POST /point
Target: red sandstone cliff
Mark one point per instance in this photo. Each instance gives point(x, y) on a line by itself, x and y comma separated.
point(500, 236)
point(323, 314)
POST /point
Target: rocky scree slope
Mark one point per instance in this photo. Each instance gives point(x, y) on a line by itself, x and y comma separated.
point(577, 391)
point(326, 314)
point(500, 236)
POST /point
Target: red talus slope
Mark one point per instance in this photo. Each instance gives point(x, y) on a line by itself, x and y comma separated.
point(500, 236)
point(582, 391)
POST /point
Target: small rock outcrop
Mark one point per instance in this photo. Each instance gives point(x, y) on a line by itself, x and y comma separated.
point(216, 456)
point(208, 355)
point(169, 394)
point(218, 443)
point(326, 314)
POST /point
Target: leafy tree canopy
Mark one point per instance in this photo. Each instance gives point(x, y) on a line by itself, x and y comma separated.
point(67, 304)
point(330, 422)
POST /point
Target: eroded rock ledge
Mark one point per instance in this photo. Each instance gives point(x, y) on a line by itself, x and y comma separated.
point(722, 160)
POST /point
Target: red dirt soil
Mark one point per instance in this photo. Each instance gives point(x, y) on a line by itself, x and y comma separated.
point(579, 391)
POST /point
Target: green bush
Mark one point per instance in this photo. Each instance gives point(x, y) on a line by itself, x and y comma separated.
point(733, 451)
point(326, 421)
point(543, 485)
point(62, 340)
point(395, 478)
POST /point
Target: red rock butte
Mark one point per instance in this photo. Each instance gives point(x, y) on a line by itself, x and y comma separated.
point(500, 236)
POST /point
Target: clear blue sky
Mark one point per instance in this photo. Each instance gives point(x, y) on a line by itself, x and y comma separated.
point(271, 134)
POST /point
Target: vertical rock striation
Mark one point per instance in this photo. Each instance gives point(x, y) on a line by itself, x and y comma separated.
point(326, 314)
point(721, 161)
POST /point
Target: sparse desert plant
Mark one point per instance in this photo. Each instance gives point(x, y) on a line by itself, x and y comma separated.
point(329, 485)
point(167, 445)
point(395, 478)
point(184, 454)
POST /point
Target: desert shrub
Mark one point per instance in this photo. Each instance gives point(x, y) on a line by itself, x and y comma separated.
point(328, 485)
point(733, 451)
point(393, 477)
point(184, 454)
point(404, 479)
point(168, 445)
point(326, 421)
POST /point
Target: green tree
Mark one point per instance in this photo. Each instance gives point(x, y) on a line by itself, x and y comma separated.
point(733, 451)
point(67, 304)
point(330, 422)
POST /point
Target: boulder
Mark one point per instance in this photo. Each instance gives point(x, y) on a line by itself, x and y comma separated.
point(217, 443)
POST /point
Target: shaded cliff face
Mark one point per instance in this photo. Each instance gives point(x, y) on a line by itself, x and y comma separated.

──────

**Work to complete:** Rewrite the lines above as a numbered list, leaving out any blank lines.

**Response below:**
1. POST /point
2. Target: red sandstone cliff
3. Mark one point per instance in this photo. Each instance gives point(x, y) on a line by itself, x and y comma separated.
4. point(500, 236)
5. point(323, 314)
6. POST /point
7. Target: rocky scree slope
8. Mark one point per instance in this photo. Each instance gives point(x, y) on a line by itself, x and y comma separated.
9. point(577, 391)
10. point(326, 314)
11. point(500, 236)
12. POST /point
13. Target: red talus slope
14. Mark one point per instance in this photo. Each instance gives point(x, y) on a line by itself, x and y comma separated.
15. point(500, 236)
16. point(582, 391)
17. POST /point
18. Target: small rock outcrop
19. Mark one point per instance in this photo. Each instance gives point(x, y) on a line by itself, x and y comma separated.
20. point(216, 456)
21. point(208, 355)
22. point(169, 394)
23. point(218, 443)
24. point(326, 314)
25. POST /point
26. Target: leafy tree canopy
27. Mark one point per instance in this photo. Each instance gives point(x, y) on a line by itself, x and y comma separated.
28. point(67, 304)
29. point(330, 422)
30. POST /point
31. Target: eroded rock ledge
32. Mark one point per instance in this photo. Each instance gives point(x, y) on a line by itself, x and y comma separated.
33. point(722, 160)
34. POST /point
35. Target: red dirt soil
36. Mark one point per instance in this photo. Each instance gives point(x, y) on a line by itself, x and y comma separated.
37. point(579, 391)
38. POST /point
39. Target: green bush
40. Mark one point per instance in this photo. Each instance gives point(x, y) on a line by itself, x and y comma separated.
41. point(733, 451)
42. point(326, 421)
43. point(543, 485)
44. point(62, 340)
45. point(395, 478)
46. POST /point
47. Target: red rock butte
48. Mark one point per instance in this photo. Each instance gives point(x, y) on a line by itself, x and y comma separated.
49. point(500, 236)
50. POST /point
51. Target: clear blue sky
52. Mark one point per instance in this photo. Each instance gives point(x, y) on a line by itself, x and y comma separated.
53. point(271, 134)
54. POST /point
55. Target: vertical rock striation
56. Mark one point per instance in this photo. Each instance gives point(x, y) on a line by itself, x and y comma separated.
57. point(326, 314)
58. point(721, 161)
59. POST /point
60. Target: sparse desert plant
61. Mark one point per instance in this photo. Each instance gives point(x, y) on a line by itself, x and y comma separated.
62. point(329, 485)
63. point(167, 445)
64. point(395, 478)
65. point(184, 454)
66. POST /point
67. Target: desert shrub
68. Mark one point per instance in this photo. Each instance gives point(x, y) on a line by itself, x and y comma separated.
69. point(328, 485)
70. point(733, 451)
71. point(393, 477)
72. point(184, 454)
73. point(404, 479)
74. point(168, 445)
75. point(326, 421)
76. POST /point
77. Target: green tree
78. Mark one point per instance in this photo. Each instance gives point(x, y) on a line by itself, x and y comma separated.
79. point(733, 451)
80. point(67, 304)
81. point(330, 422)
82. POST /point
83. Target: boulder
84. Mark one point per instance in this photo. Each instance gives point(x, y) on a line by itself, x and y comma separated.
85. point(217, 443)
86. POST /point
87. Target: shaded cliff face
88. Mark one point per instance in this photo. Each instance gives point(x, y) on a line by itself, x and y comma separated.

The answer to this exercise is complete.